[[ Exercise inputs, beginning ]]
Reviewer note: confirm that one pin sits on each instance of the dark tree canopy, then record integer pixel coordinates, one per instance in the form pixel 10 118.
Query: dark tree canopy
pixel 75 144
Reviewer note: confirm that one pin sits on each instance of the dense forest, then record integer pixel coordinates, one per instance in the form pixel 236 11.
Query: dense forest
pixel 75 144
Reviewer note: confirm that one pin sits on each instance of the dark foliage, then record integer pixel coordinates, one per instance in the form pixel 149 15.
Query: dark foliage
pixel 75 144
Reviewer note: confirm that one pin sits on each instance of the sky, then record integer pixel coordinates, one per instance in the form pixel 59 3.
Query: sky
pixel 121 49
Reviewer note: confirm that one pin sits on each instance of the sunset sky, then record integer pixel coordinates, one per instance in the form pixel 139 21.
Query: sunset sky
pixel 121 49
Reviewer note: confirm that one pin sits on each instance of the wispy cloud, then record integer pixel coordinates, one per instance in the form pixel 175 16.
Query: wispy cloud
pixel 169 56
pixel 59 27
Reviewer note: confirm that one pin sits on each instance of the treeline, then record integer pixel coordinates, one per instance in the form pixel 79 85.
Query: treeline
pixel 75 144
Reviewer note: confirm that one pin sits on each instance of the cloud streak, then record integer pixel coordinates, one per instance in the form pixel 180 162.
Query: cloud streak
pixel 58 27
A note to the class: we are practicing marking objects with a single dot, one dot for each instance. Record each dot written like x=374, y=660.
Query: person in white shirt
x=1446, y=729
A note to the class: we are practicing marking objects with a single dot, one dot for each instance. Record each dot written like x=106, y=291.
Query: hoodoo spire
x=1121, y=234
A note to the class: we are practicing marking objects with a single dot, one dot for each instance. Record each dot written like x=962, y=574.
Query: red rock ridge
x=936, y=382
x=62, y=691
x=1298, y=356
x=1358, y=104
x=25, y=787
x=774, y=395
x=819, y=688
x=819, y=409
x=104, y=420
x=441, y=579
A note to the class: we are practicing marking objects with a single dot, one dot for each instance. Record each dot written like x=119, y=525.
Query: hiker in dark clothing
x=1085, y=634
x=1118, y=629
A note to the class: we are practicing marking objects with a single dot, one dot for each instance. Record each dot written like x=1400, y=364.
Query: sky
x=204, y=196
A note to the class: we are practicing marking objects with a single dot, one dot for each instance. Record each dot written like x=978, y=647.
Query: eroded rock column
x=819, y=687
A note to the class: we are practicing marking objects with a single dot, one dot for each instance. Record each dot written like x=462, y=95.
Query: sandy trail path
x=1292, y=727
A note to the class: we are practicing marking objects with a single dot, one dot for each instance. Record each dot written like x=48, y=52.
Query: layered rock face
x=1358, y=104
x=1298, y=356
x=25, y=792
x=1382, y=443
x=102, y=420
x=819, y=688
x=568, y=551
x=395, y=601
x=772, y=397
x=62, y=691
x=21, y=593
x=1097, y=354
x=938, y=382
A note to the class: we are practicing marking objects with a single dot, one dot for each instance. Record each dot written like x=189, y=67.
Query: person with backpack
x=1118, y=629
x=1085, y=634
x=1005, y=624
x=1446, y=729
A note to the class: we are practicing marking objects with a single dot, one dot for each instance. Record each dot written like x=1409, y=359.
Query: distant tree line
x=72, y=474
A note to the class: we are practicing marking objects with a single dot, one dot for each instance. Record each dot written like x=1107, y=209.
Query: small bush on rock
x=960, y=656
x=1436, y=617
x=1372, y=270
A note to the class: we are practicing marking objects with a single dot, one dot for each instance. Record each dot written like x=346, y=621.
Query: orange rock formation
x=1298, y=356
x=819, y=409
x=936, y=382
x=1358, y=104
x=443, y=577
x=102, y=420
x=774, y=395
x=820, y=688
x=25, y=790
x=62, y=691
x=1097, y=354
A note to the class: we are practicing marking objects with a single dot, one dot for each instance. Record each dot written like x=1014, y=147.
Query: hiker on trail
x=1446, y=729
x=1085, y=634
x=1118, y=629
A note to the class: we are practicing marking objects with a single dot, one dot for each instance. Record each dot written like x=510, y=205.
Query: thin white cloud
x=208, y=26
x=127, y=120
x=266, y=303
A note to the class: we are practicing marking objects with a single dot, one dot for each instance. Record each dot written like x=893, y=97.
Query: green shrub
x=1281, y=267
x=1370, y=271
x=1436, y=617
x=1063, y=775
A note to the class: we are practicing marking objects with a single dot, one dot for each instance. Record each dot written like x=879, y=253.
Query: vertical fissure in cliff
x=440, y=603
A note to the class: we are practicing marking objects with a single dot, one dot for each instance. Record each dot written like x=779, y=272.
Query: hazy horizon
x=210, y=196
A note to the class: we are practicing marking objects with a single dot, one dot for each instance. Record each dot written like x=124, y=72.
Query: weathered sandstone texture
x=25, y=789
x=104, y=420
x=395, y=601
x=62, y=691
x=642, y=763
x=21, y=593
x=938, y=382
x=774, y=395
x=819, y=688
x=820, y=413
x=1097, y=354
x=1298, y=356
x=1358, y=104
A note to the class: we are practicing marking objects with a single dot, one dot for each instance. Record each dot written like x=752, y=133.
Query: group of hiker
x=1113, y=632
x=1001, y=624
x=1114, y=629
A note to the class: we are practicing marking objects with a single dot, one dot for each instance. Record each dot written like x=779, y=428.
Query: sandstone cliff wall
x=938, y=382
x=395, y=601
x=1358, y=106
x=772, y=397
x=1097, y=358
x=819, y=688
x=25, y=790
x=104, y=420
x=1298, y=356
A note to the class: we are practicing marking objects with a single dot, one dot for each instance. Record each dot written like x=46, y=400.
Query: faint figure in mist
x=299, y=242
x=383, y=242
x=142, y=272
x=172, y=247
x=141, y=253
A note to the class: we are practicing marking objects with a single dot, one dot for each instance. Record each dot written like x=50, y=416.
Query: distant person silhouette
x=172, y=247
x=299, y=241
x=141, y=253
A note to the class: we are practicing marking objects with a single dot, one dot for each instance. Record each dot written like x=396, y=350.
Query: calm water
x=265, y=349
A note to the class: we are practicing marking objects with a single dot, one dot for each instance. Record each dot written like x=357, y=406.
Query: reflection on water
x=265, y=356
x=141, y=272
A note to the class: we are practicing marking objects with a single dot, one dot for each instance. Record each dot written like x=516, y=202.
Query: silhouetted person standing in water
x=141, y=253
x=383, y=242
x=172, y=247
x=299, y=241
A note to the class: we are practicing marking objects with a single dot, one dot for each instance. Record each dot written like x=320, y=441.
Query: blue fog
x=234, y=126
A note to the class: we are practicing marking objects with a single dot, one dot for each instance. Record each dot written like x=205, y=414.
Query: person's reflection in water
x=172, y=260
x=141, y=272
[[ Exercise inputs, end ]]
> Your task
Every entry is to be transcribed exactly as it stands.

> Answer for the task
Reviewer note: confirm that one pin sits on each instance of the dark tree canopy, then record integer pixel coordinates, one per instance in the form pixel 10 118.
Query: dark tree canopy
pixel 75 144
Reviewer note: confirm that one pin sits on each instance of the dense forest, then record integer pixel coordinates, one per instance in the form pixel 236 11.
Query: dense forest
pixel 75 144
Reviewer note: confirm that one pin sits on each instance of the dark foliage, then record integer pixel coordinates, one per instance in the form pixel 149 15.
Query: dark foliage
pixel 75 144
Reviewer note: confirm that one pin sits on each instance of the sky, then record integer pixel coordinates, one per instance in the form pixel 59 3.
Query: sky
pixel 121 49
Reviewer note: confirm that one pin sits on each instance of the sunset sky, then record integer pixel coordinates, one per instance in the form pixel 139 21.
Query: sunset sky
pixel 121 49
Reviewer note: confirm that one pin sits on each instance of the wispy cloud, then record integer pixel coordinates, one per instance in the form pixel 175 16.
Query: wispy cloud
pixel 169 56
pixel 59 27
Reviewer note: confirm that one pin sits on each instance of the treeline, then record integer pixel coordinates, one per instance in the form pixel 79 85.
Query: treeline
pixel 75 144
Reviewer note: confirm that one pin sits on each instance of the cloud streak, then record integer pixel coordinates, one per instance in the form pixel 180 162.
Query: cloud streak
pixel 58 27
A note to the class: we are practicing marking objects with a single dot, one dot for each instance. Record each dot written like x=374, y=660.
Query: person in white shirt
x=1446, y=729
A note to the class: we are practicing marking objects with a single dot, one dot for each instance. Record each dot written like x=106, y=291.
Query: hoodoo spire
x=1121, y=234
A note to the class: we are practicing marking objects with a single dot, one dot for each instance. Record each dot written like x=962, y=574.
Query: red rock ridge
x=936, y=382
x=62, y=691
x=1298, y=356
x=1358, y=104
x=25, y=787
x=774, y=395
x=819, y=688
x=819, y=409
x=104, y=420
x=441, y=579
A note to the class: we are practicing marking objects with a single dot, one dot for each instance. Record each dot written like x=119, y=525.
Query: hiker in dark clothing
x=1085, y=634
x=1118, y=629
A note to the class: we are practicing marking objects with a single dot, one dot for each instance. Record each dot written like x=1400, y=364.
Query: sky
x=204, y=196
A note to the class: we are practicing marking objects with a single dot, one dot for each instance. Record each dot written like x=978, y=647.
Query: eroded rock column
x=819, y=687
A note to the class: we are practicing marking objects with a single dot, one dot for each instance. Record each dot written like x=462, y=95.
Query: sandy trail path
x=1292, y=727
A note to the class: we are practicing marking objects with a single dot, one dot for each instance. Record each dot written like x=48, y=52.
Query: layered rock face
x=1358, y=104
x=1298, y=356
x=25, y=792
x=1382, y=443
x=102, y=420
x=819, y=688
x=568, y=551
x=395, y=601
x=772, y=397
x=62, y=691
x=21, y=593
x=1097, y=354
x=938, y=382
A note to the class: we are practicing marking objects with a single dot, one dot for each instance. Record each dot written like x=189, y=67.
Query: person with backpack
x=1118, y=629
x=1085, y=634
x=1005, y=624
x=1446, y=729
A note to the class: we are practicing marking objects with a single dot, one dot for each instance. Record each dot written like x=1409, y=359.
Query: distant tree line
x=72, y=474
A note to the class: we are practicing marking objects with a single dot, one dot for each instance. Record each dot written like x=1107, y=209.
Query: small bush on rock
x=960, y=656
x=1436, y=617
x=1372, y=270
A note to the class: we are practicing marking objects with a single dot, one dot for each instance. Record each dot written like x=346, y=621.
Query: orange rock formation
x=1298, y=356
x=819, y=409
x=936, y=382
x=1358, y=104
x=443, y=577
x=102, y=420
x=774, y=395
x=820, y=688
x=25, y=790
x=62, y=691
x=1097, y=354
A note to the class: we are practicing marking objects with a single dot, one dot for each instance. Record each dot written like x=1014, y=147.
Query: hiker on trail
x=1446, y=729
x=1085, y=634
x=1118, y=629
A note to the class: we are practicing marking objects with a single dot, one dot for each instance. Record each dot written like x=510, y=205.
Query: thin white cloud
x=208, y=26
x=127, y=120
x=266, y=303
A note to the class: we are practicing marking objects with a single dot, one dot for each instance. Record each dot written like x=893, y=97.
Query: green shrub
x=1281, y=267
x=1370, y=271
x=1436, y=617
x=1063, y=775
A note to the class: we are practicing marking objects with a single dot, one dot for each instance. Record each dot written like x=879, y=253.
Query: vertical fissure in cliff
x=440, y=603
A note to the class: we are practicing marking objects with a single dot, one dot for each instance. Record each dot written like x=779, y=272.
Query: hazy horizon
x=210, y=196
A note to the class: we are practicing marking objects with a single dot, one dot for each instance. Record each dot written like x=124, y=72.
Query: weathered sandstone texture
x=25, y=789
x=104, y=420
x=395, y=601
x=62, y=691
x=642, y=763
x=21, y=593
x=938, y=382
x=774, y=395
x=819, y=688
x=820, y=413
x=1097, y=354
x=1298, y=356
x=1358, y=104
A note to the class: we are practicing marking objects with a single dot, one dot for each instance. Record each dot written like x=752, y=133.
Query: group of hiker
x=1113, y=632
x=1001, y=624
x=1114, y=629
A note to the class: we are practicing marking objects with a single dot, one dot for each instance. Record each dot written like x=779, y=428.
Query: sandstone cliff wall
x=938, y=382
x=395, y=601
x=1358, y=106
x=772, y=397
x=1097, y=358
x=819, y=688
x=25, y=790
x=104, y=420
x=1298, y=356
A note to the class: we are practicing marking objects with a single dot, one dot for each instance. Record each dot written like x=46, y=400.
Query: faint figure in mist
x=299, y=242
x=383, y=242
x=142, y=272
x=172, y=247
x=141, y=253
A note to the class: we are practicing marking objects with a single dot, one dot for each instance. Record each dot written like x=50, y=416.
Query: distant person silhouette
x=172, y=247
x=299, y=241
x=141, y=253
A note to the class: we are practicing marking objects with a single dot, one dot for each instance. Record each dot written like x=396, y=350.
Query: calm water
x=265, y=349
A note to the class: we are practicing marking objects with a single dot, one dot for each instance. Record each dot written like x=357, y=406.
Query: reflection on water
x=265, y=356
x=141, y=272
A note to the class: we are practicing marking objects with a single dot, one dot for each instance. Record each dot written like x=516, y=202.
Query: silhouetted person standing in water
x=141, y=253
x=383, y=242
x=172, y=247
x=299, y=241
A note to the class: we are practicing marking objects with a single dot, one dot for each instance. Record each dot written like x=320, y=441.
Query: blue fog
x=234, y=126
A note to the class: we are practicing marking objects with a single dot, one dot for each instance. Record each dot written like x=205, y=414.
Query: person's reflection in water
x=172, y=260
x=141, y=272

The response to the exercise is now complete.